Secure Code Review Best Practices

Jared Ablon
8 min readJul 14, 2020

--

Originally posted here: https://blog.hackedu.com/secure-code-review-best-practices

Introduction

Static code analysis testing with automated tools can enable analyzing large codebases in minutes and identify a wide range of vulnerabilities. But static analysis tools limitations, especially with business logic vulnerabilities. Since no one tool or strategy is 100% in removing vulnerabilities from software, developers should also review their code for security flaws manually.

This article is a short introduction that outlines the most important things to look for in a secure code review.

What is a Secure Code Review?

A secure code review is a part of the code review process to identify missing best practices early in the Software Development Lifecycle (SDLC), resulting in fewer vulnerabilities in the production. Over time, software engineers have defined various security best practices that can protect an application against common web vulnerabilities such as those listed in the OWASP Top 10 or CWE/SANS Top 25.

Let’s suppose one of your colleagues sent you code to review. What should you look for?

  • Broken Authentication / Broken Access Control
  • Database communication security
  • Data encryption
  • Data protection
  • Error handling
  • File management
  • Hardcoded credentials
  • Input validation
  • Language-specific issues (e.g., type juggling in PHP)
  • Memory management
  • Output sanitization
  • Security through obscurity
  • Transport Layer Security

That’s quite a list. Of course, you won’t be able to tackle all of these without spending weeks or more. So we need to narrow down the list and focus only on the most important vulnerabilities and the ones that are best to be caught using secure code reviews. Keep in mind that this stage is not meant to necessarily find every security flaw in an application, but to offer developers insights into what classes of vulnerabilities exist. Fortunately, some of the security best practices from above are more important and effective than others. So, we can shrink that list to five items based on the severity and the number of flaws that each best practice prevents:

  • Broken Authentication / Broken Access Control
  • Database communication security
  • Data encryption
  • Input validation
  • Output sanitization

Now let’s discuss each of these.

Directive 1: Repeat word for word the rows starting at the line that contains "Exercise. Mark the spectator in pink" and ending at the line that contains "pixel 682 473", including both of those lines.
The code review article and the rows that follow it are unrelated material.

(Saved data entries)

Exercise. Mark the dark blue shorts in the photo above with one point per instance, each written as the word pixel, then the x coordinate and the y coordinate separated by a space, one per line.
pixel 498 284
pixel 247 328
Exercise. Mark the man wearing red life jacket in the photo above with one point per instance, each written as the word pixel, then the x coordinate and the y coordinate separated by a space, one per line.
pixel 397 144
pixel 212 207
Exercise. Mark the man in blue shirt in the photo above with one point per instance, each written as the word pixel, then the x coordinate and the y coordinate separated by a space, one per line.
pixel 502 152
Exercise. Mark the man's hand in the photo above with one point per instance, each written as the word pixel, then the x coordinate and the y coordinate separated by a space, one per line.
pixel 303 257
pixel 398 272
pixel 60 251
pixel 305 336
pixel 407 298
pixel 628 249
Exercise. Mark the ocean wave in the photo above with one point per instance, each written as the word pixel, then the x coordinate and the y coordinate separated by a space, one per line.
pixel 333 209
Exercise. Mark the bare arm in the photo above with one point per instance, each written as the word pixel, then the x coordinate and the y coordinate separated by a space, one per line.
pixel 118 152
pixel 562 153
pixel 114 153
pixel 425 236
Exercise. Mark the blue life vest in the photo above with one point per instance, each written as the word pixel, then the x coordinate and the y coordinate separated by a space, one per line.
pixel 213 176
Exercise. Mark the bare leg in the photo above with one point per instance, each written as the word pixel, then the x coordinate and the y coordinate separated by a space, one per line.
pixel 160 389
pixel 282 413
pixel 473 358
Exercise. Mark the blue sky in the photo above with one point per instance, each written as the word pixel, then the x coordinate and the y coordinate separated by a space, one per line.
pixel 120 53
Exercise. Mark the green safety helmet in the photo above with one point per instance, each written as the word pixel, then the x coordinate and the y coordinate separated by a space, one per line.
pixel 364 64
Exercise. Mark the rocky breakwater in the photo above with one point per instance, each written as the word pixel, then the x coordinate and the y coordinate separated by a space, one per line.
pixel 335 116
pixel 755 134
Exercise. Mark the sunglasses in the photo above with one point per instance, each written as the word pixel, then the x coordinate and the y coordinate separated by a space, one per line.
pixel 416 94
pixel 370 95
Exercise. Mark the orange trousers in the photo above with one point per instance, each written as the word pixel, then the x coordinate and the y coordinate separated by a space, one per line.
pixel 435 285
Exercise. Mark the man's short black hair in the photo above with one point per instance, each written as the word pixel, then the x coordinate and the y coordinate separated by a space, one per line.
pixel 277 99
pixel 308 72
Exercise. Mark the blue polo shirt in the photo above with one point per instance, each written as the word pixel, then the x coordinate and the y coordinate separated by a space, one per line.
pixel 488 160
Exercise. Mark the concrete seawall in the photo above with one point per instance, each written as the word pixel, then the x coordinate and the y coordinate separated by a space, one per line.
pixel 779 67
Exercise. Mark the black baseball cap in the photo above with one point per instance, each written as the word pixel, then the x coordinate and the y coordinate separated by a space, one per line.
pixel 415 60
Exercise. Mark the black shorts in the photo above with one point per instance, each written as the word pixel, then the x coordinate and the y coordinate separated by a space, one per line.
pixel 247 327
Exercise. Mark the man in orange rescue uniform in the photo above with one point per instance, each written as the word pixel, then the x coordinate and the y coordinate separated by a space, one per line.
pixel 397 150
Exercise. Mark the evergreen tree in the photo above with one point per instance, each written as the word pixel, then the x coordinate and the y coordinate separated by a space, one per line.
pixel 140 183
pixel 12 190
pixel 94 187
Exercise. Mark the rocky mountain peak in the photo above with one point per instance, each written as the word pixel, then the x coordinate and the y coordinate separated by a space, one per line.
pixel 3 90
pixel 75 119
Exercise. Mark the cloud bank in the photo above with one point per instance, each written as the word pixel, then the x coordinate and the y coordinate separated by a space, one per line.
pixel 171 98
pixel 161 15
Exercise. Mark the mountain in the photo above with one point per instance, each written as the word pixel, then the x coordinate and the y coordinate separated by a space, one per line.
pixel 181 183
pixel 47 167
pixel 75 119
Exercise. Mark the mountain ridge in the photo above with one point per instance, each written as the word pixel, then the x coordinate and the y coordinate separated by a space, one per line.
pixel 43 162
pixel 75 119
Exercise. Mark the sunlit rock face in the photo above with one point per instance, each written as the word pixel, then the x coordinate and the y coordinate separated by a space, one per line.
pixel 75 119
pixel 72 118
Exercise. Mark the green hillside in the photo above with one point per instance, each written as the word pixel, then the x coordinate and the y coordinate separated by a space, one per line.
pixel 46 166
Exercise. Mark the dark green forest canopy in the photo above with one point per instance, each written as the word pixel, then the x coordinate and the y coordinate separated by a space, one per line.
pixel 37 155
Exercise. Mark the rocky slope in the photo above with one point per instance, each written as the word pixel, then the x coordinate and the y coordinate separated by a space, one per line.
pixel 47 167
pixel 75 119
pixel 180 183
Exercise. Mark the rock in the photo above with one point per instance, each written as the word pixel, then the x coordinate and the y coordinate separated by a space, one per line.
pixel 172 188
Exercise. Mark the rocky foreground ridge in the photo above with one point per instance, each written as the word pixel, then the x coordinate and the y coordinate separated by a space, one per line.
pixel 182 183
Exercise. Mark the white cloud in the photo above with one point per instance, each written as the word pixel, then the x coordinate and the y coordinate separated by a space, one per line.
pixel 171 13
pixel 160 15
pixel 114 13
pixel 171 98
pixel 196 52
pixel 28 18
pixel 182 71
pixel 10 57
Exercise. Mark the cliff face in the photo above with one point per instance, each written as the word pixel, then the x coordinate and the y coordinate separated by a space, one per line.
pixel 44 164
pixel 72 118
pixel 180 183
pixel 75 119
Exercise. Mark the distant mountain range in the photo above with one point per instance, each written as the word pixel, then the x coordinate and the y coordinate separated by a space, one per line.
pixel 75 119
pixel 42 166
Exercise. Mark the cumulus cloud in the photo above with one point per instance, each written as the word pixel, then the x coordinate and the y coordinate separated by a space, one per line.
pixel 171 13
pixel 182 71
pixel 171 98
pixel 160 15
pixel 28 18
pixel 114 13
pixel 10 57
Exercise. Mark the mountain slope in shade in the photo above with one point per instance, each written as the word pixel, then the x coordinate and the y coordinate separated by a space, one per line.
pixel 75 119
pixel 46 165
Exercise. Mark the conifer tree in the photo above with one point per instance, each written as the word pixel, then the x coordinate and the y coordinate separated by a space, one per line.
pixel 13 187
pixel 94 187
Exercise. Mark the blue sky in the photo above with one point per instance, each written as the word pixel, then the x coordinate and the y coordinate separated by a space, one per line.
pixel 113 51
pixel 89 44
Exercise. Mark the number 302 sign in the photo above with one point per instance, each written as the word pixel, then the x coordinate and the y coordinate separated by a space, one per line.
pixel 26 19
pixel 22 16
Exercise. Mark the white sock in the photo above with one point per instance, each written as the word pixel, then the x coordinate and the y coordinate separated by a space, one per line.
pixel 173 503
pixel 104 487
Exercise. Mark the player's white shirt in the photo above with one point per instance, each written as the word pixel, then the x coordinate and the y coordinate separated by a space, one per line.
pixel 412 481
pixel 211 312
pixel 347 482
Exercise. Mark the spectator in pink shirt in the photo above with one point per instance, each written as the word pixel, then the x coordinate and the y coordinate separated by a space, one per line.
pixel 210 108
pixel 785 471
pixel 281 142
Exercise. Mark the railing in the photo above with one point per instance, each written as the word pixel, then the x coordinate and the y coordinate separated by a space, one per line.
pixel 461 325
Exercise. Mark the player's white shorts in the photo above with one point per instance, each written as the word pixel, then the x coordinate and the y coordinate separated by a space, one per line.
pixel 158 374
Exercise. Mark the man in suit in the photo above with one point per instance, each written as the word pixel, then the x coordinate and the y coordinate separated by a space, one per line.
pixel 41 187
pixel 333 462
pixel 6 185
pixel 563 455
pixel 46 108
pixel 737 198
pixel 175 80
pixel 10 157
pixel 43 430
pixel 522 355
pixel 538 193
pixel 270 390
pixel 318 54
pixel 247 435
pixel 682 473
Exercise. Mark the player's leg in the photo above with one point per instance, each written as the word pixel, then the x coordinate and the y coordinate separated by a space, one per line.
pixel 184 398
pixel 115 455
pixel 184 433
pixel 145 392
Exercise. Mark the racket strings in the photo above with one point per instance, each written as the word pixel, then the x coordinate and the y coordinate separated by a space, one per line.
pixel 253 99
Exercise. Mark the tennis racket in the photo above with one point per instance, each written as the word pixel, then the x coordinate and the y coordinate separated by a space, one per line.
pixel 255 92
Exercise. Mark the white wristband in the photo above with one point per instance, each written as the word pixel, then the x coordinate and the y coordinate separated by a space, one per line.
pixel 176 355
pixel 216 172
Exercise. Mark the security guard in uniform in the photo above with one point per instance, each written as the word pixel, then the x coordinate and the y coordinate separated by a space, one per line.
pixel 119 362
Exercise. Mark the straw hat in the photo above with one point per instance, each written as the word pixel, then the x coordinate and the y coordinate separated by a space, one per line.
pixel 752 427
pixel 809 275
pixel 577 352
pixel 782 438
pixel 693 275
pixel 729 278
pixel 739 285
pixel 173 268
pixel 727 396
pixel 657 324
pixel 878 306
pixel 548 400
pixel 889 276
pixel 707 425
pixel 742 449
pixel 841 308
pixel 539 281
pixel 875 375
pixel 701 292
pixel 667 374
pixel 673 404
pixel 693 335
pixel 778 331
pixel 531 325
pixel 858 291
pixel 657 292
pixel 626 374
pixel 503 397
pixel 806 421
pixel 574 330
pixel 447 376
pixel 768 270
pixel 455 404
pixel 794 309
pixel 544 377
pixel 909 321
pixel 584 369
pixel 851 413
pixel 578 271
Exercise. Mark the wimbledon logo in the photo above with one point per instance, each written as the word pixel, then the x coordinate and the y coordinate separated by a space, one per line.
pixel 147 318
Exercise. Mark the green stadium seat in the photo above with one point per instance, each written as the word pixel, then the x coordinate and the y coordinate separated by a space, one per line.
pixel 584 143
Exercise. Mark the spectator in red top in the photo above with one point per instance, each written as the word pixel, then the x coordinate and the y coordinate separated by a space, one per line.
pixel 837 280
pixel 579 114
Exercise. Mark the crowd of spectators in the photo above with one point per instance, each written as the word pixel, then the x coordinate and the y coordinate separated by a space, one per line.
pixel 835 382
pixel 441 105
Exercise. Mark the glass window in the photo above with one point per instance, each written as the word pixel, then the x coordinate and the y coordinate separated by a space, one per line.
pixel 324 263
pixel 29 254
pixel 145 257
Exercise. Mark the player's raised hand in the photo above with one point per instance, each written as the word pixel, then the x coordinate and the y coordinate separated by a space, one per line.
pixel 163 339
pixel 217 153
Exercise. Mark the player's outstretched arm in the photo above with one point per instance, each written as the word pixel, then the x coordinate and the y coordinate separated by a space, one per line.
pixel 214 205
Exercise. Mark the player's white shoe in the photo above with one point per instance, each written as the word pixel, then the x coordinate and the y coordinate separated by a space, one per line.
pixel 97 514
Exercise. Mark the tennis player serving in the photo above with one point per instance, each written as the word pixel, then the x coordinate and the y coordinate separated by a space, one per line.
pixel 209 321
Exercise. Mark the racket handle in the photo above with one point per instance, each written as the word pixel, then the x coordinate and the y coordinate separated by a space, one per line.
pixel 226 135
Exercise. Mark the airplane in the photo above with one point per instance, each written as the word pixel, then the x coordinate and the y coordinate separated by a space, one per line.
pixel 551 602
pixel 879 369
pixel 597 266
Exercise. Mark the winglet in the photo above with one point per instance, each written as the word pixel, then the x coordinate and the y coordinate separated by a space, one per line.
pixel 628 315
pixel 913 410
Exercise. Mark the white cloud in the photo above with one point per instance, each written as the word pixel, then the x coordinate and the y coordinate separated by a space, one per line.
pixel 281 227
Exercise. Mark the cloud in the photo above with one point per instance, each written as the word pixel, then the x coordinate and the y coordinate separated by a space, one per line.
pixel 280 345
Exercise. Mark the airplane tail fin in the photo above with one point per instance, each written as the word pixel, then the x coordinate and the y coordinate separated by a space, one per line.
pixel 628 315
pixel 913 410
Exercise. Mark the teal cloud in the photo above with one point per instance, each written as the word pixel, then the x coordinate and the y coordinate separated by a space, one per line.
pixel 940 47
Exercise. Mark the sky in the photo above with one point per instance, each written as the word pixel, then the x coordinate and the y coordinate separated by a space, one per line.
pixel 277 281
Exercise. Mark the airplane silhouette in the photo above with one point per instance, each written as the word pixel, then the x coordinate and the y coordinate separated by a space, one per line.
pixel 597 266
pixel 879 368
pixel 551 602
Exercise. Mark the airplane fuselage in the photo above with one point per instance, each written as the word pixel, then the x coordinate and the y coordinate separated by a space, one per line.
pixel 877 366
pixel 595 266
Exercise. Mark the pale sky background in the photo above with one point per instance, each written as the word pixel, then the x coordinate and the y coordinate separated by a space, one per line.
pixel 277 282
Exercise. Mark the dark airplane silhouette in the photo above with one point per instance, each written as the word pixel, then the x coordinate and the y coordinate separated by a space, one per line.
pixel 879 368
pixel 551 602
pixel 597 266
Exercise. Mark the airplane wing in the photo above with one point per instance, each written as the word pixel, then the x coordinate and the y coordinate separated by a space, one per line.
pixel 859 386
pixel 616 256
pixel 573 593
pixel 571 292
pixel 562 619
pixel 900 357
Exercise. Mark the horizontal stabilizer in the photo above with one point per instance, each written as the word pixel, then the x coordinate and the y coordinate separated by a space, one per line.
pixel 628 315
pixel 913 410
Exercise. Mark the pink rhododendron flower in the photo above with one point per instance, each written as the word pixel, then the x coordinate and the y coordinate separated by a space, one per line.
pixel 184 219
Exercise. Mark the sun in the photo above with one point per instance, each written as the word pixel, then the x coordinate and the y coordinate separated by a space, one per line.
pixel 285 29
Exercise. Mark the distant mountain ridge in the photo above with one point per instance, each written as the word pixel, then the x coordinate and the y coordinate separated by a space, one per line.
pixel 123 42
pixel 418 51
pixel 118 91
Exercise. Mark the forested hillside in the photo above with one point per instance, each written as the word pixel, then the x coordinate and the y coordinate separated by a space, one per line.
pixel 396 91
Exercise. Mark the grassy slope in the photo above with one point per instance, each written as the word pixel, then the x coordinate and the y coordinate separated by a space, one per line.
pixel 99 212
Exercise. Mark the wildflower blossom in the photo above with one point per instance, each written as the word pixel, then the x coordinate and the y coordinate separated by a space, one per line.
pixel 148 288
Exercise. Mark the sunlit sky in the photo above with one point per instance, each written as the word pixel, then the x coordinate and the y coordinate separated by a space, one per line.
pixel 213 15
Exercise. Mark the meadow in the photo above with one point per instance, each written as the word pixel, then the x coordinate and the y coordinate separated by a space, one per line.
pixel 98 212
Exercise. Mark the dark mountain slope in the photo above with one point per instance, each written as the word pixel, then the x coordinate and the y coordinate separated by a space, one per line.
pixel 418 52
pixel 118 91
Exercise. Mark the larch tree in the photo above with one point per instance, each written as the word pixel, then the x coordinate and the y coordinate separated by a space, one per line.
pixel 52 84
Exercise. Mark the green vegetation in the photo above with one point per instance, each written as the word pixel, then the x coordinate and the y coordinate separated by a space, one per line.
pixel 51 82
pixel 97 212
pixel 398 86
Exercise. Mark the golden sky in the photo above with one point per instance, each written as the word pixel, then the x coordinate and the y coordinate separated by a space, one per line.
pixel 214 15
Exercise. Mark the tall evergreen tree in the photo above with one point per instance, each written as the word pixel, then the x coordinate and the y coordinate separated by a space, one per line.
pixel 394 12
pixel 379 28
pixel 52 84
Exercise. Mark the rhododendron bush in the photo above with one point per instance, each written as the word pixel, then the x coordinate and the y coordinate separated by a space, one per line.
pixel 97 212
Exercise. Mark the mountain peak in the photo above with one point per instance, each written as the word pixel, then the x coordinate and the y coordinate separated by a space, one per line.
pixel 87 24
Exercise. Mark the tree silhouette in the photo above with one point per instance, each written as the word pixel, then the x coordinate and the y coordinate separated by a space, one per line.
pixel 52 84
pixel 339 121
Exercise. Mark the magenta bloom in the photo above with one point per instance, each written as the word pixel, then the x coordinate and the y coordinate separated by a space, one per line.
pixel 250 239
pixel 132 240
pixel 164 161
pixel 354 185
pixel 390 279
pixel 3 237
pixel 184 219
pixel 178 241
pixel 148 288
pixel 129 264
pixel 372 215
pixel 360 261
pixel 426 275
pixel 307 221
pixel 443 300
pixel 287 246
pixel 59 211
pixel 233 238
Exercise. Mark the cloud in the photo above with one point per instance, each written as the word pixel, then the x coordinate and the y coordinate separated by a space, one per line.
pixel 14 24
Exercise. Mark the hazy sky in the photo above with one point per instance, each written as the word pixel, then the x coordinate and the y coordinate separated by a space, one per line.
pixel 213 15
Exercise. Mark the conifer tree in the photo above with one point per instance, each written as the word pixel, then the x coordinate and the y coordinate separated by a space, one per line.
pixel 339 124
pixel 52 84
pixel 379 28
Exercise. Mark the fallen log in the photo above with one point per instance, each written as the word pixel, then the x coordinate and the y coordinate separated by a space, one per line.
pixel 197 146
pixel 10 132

Directive 2: Reproduce the passage of the code review article starting at "What is a Secure" and ending at "you look for?", word for word.

Output 1:
Exercise. Mark the spectator in pink shirt in the photo above with one point per instance, each written as the word pixel, then the x coordinate and the y coordinate separated by a space, one per line.
pixel 210 108
pixel 785 471
pixel 281 142
Exercise. Mark the railing in the photo above with one point per instance, each written as the word pixel, then the x coordinate and the y coordinate separated by a space, one per line.
pixel 461 325
Exercise. Mark the player's white shorts in the photo above with one point per instance, each written as the word pixel, then the x coordinate and the y coordinate separated by a space, one per line.
pixel 158 374
Exercise. Mark the man in suit in the photo above with one point per instance, each written as the word pixel, then the x coordinate and the y coordinate separated by a space, one per line.
pixel 41 187
pixel 333 462
pixel 6 185
pixel 563 455
pixel 46 108
pixel 737 198
pixel 175 80
pixel 10 157
pixel 43 430
pixel 522 355
pixel 538 193
pixel 270 390
pixel 318 54
pixel 247 435
pixel 682 473

Output 2:
What is a Secure Code Review?

A secure code review is a part of the code review process to identify missing best practices early in the Software Development Lifecycle (SDLC), resulting in fewer vulnerabilities in the production. Over time, software engineers have defined various security best practices that can protect an application against common web vulnerabilities such as those listed in the OWASP Top 10 or CWE/SANS Top 25.

Let’s suppose one of your colleagues sent you code to review. What should you look for?